> [SHORT PROBLEM] Please copy out the listing below word for word, from its first line through the line containing "M142 302L178 292L190", both included, and leave the pictures out.

> [STORED ROWS]
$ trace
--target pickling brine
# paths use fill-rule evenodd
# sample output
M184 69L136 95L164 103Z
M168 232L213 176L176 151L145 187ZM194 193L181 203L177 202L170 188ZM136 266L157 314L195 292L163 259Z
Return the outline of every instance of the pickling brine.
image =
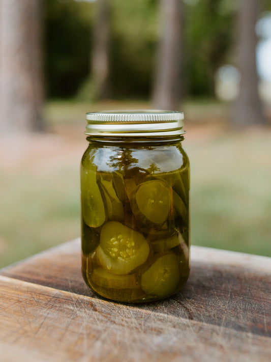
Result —
M158 300L187 281L190 173L181 143L182 115L87 114L89 145L81 164L82 272L102 297Z

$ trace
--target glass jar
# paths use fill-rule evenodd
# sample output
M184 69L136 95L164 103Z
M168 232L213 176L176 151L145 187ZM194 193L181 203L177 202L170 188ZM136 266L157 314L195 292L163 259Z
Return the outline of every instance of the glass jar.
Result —
M86 114L82 272L103 297L167 298L190 271L190 169L181 112Z

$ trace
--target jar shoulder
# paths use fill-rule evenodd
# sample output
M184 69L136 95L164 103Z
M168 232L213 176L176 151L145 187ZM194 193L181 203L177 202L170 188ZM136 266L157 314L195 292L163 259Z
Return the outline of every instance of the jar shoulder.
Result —
M144 146L101 146L91 143L82 156L82 165L88 168L93 164L98 170L108 172L136 166L152 173L189 168L189 160L180 143Z

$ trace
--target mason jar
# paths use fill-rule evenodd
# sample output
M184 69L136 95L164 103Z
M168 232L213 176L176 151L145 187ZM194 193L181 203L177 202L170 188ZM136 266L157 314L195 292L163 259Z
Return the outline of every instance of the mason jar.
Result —
M142 302L178 292L190 271L184 115L86 114L81 163L82 272L98 295Z

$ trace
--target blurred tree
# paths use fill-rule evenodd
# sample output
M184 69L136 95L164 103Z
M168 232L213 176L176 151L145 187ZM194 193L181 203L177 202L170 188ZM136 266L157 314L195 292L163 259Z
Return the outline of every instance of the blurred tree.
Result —
M215 74L231 55L235 2L183 1L187 92L189 95L214 96Z
M160 0L160 41L153 94L154 107L177 110L180 101L181 4Z
M97 13L94 25L94 46L92 58L92 78L94 97L98 99L110 95L109 22L108 0L97 0Z
M237 127L266 123L259 96L256 66L255 25L259 12L259 0L239 0L236 50L241 80L233 120Z
M0 129L44 128L41 0L0 0Z
M89 74L95 4L46 0L44 5L47 96L73 97Z
M157 0L111 0L110 81L115 98L149 97L157 41Z

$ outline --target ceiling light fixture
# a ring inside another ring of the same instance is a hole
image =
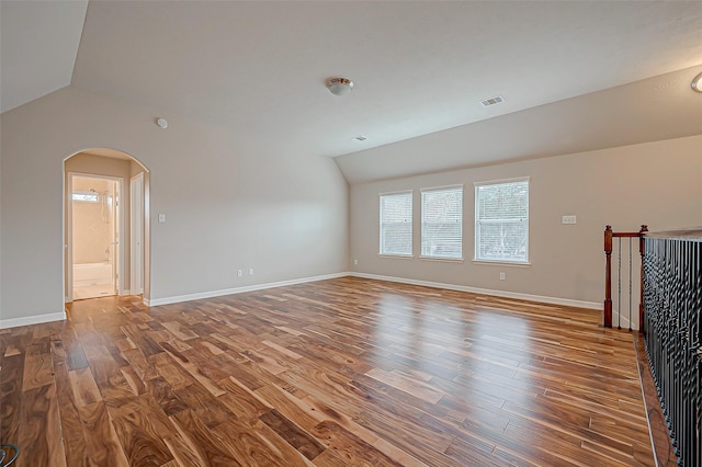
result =
[[[353,89],[353,81],[347,78],[330,78],[327,88],[333,95],[347,95]]]
[[[702,73],[694,77],[690,86],[692,87],[693,91],[702,92]]]

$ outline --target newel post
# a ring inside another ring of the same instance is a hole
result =
[[[642,225],[638,230],[638,253],[641,254],[641,297],[638,297],[638,331],[646,335],[644,329],[644,236],[648,231],[648,226]]]
[[[604,229],[604,327],[612,327],[612,226]]]

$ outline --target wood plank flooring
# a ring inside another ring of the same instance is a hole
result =
[[[600,314],[354,277],[0,330],[18,466],[655,465]]]

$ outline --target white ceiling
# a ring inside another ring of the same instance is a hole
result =
[[[18,24],[5,34],[9,3],[2,1],[2,99],[21,103],[27,95],[5,75],[23,60],[33,62],[49,37],[22,33],[16,14]],[[61,4],[68,15],[72,3],[42,2],[21,20],[50,14],[68,23],[44,9]],[[5,42],[26,50],[23,60],[5,57]],[[36,60],[46,62],[41,55]],[[702,122],[702,94],[689,89],[688,73],[697,68],[659,78],[667,88],[658,81],[622,86],[700,66],[702,8],[693,1],[91,1],[70,83],[161,109],[171,123],[178,115],[216,122],[231,129],[239,150],[347,155],[338,161],[354,182],[702,133],[702,123],[695,130],[688,122],[681,130],[677,122],[656,118],[657,105],[668,102],[665,93],[683,95],[687,87],[698,101],[686,116],[692,112]],[[326,90],[333,76],[355,81],[350,95]],[[65,80],[56,78],[53,88],[61,86]],[[655,99],[644,100],[650,105],[631,105],[632,90],[650,86]],[[479,104],[496,94],[506,102]],[[573,114],[629,117],[612,115],[612,102],[629,105],[639,125],[616,132],[605,122],[599,126],[610,132],[601,136],[582,130],[582,118]],[[11,107],[3,103],[3,110]],[[675,119],[677,112],[668,114]],[[533,122],[544,115],[561,136],[532,141]],[[514,122],[525,126],[505,137],[500,128]],[[385,148],[367,150],[466,124],[473,124],[466,137],[477,143],[490,135],[499,150],[488,147],[475,159],[442,157],[430,147],[431,153],[410,157],[404,171],[388,169],[404,161],[384,156]],[[658,126],[652,136],[653,124]],[[358,135],[367,140],[353,140]],[[375,164],[385,169],[374,173]]]

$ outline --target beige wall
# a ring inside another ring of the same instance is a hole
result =
[[[531,266],[474,263],[474,183],[518,176],[531,178]],[[461,183],[464,261],[418,259],[419,190]],[[354,184],[350,190],[350,258],[359,261],[355,266],[351,261],[353,271],[600,303],[605,225],[620,231],[636,231],[639,224],[652,230],[702,226],[702,136]],[[416,257],[380,258],[378,193],[401,190],[415,190]],[[561,216],[570,214],[577,225],[562,225]]]
[[[114,241],[114,221],[112,203],[102,200],[112,194],[112,183],[104,179],[73,179],[73,193],[87,193],[90,189],[99,193],[97,203],[73,201],[72,216],[72,258],[73,264],[99,263],[110,257]]]
[[[88,148],[150,172],[151,299],[346,271],[348,187],[332,160],[181,115],[162,130],[161,115],[69,87],[0,116],[3,320],[63,312],[64,160]]]

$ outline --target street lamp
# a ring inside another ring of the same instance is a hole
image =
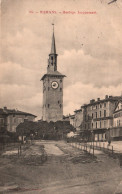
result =
[[[94,156],[94,131],[92,130],[92,142],[93,142],[93,156]]]

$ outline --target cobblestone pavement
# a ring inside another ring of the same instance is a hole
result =
[[[47,160],[36,165],[42,147]],[[26,154],[35,155],[35,163],[22,162]],[[121,190],[121,181],[115,159],[104,154],[92,158],[63,141],[36,141],[19,158],[0,158],[0,193],[115,194]]]

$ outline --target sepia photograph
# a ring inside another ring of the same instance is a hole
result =
[[[0,0],[0,193],[122,194],[122,0]]]

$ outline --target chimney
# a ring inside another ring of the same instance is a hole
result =
[[[90,100],[90,104],[93,103],[93,102],[95,102],[95,99]]]
[[[109,98],[112,98],[112,96],[109,96]]]

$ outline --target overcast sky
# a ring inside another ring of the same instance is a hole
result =
[[[2,0],[0,107],[17,108],[41,118],[40,78],[46,73],[52,23],[58,71],[67,76],[64,115],[92,98],[121,95],[122,0],[109,1]],[[57,13],[36,13],[40,11]],[[59,13],[63,11],[75,14]]]

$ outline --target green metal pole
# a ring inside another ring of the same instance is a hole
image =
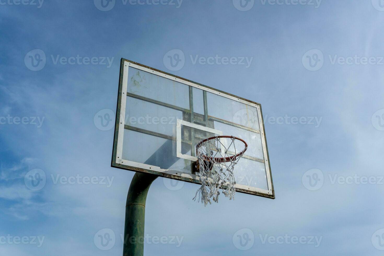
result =
[[[149,187],[157,176],[136,172],[131,182],[125,206],[123,256],[143,256],[145,203]]]

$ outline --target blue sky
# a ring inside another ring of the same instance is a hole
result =
[[[197,185],[158,178],[145,233],[168,242],[146,255],[382,255],[384,3],[241,0],[0,0],[0,254],[121,254],[134,173],[110,167],[113,129],[94,117],[116,109],[124,58],[260,103],[276,196],[205,208]],[[193,60],[216,55],[252,60]]]

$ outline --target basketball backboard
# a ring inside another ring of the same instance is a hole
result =
[[[196,145],[222,135],[248,145],[236,191],[274,198],[259,104],[122,59],[112,167],[200,184]]]

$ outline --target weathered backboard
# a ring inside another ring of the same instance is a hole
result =
[[[259,104],[122,59],[112,167],[199,184],[196,145],[217,135],[248,143],[236,191],[274,198]]]

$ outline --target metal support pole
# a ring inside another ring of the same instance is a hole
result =
[[[123,256],[143,256],[145,203],[149,187],[157,177],[149,173],[136,172],[127,196]]]

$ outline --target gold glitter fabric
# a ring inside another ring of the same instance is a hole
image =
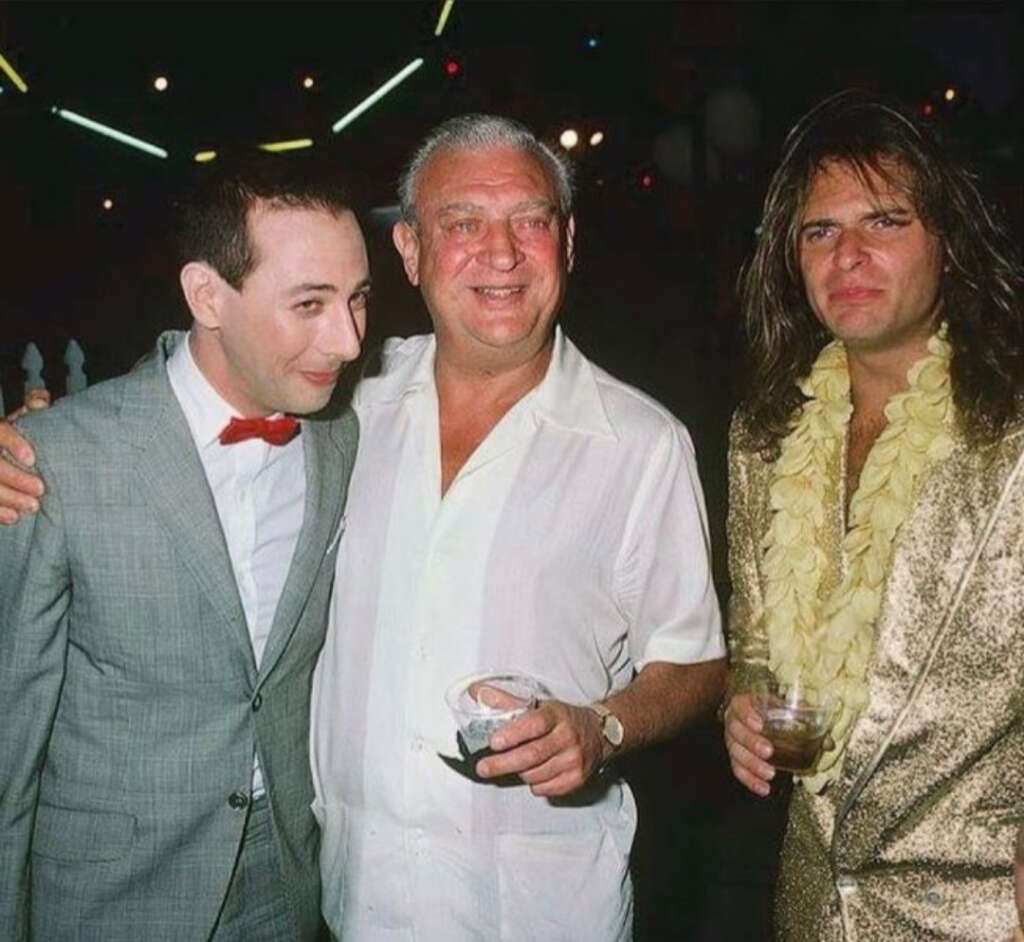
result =
[[[1024,430],[922,477],[893,548],[869,703],[839,778],[794,789],[776,900],[785,942],[1004,942],[1024,821]],[[837,460],[827,592],[842,575]],[[771,465],[729,448],[733,691],[767,671],[761,541]]]

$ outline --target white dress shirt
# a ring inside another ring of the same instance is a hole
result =
[[[218,436],[238,412],[200,372],[187,338],[167,360],[167,377],[213,493],[258,669],[302,527],[302,436],[285,445],[260,438],[222,445]],[[262,794],[259,758],[254,757],[253,795]]]
[[[312,702],[325,915],[346,942],[626,940],[628,786],[471,782],[438,758],[458,755],[444,691],[508,668],[587,703],[648,661],[724,654],[690,439],[559,332],[442,499],[434,349],[389,341],[356,393]]]

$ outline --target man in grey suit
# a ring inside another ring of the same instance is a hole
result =
[[[292,171],[289,171],[292,172]],[[183,214],[186,337],[27,416],[0,528],[0,939],[313,939],[309,688],[365,331],[345,195],[264,164]]]

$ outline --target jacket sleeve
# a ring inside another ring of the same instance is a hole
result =
[[[29,937],[40,772],[65,673],[71,577],[60,500],[0,527],[0,940]]]
[[[751,464],[761,461],[742,445],[737,419],[729,435],[729,696],[750,689],[768,672],[768,637],[761,594],[761,532],[755,512]],[[728,701],[728,697],[727,697]]]

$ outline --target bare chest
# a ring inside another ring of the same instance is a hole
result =
[[[452,481],[462,470],[469,457],[479,447],[499,420],[508,411],[507,406],[500,410],[484,410],[479,414],[446,416],[441,412],[440,443],[441,443],[441,496],[443,497]]]
[[[860,483],[860,473],[870,454],[874,440],[886,427],[884,415],[870,415],[862,418],[854,416],[850,422],[846,442],[846,510],[850,509],[850,499]]]

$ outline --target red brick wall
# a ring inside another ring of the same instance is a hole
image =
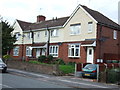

> [COMPLETED TASK]
$ trace
--target pickling brine
# paths use fill-rule evenodd
# sample output
M184 69L136 95L164 103Z
M168 232L213 176L176 151L145 187ZM194 193L181 203L177 202L170 188ZM136 266L157 314L195 292L163 259Z
Return the outline of every instance of the pickling brine.
image =
Result —
M158 300L187 281L190 173L181 143L182 115L87 114L89 145L81 164L82 272L102 297Z

$ trace
--target glass jar
# paths use fill-rule evenodd
# sample output
M184 69L136 95L164 103Z
M168 232L213 176L176 151L145 187ZM194 193L181 203L177 202L170 188ZM136 266L157 314L195 292L163 259Z
Return the outline of every instance of the glass jar.
Result —
M86 114L82 272L103 297L167 298L190 271L190 169L181 112Z

$ trace
--target jar shoulder
# paths use fill-rule evenodd
# sample output
M184 69L136 95L164 103Z
M168 232L213 176L176 151L145 187ZM194 193L181 203L177 202L170 188ZM136 266L157 314L195 292L163 259Z
Return the outline of every instance of the jar shoulder.
Result —
M144 146L101 146L91 143L82 156L82 165L88 168L93 164L98 170L108 172L136 166L152 173L189 168L189 160L180 143Z

$ trace
--target mason jar
# paths use fill-rule evenodd
# sample output
M184 69L136 95L164 103Z
M168 232L213 176L176 151L145 187ZM194 193L181 203L177 202L170 188ZM136 266L157 314L195 292L163 259Z
Return the outline of every instance of the mason jar.
Result —
M142 302L178 292L190 271L184 115L86 114L81 163L82 272L98 295Z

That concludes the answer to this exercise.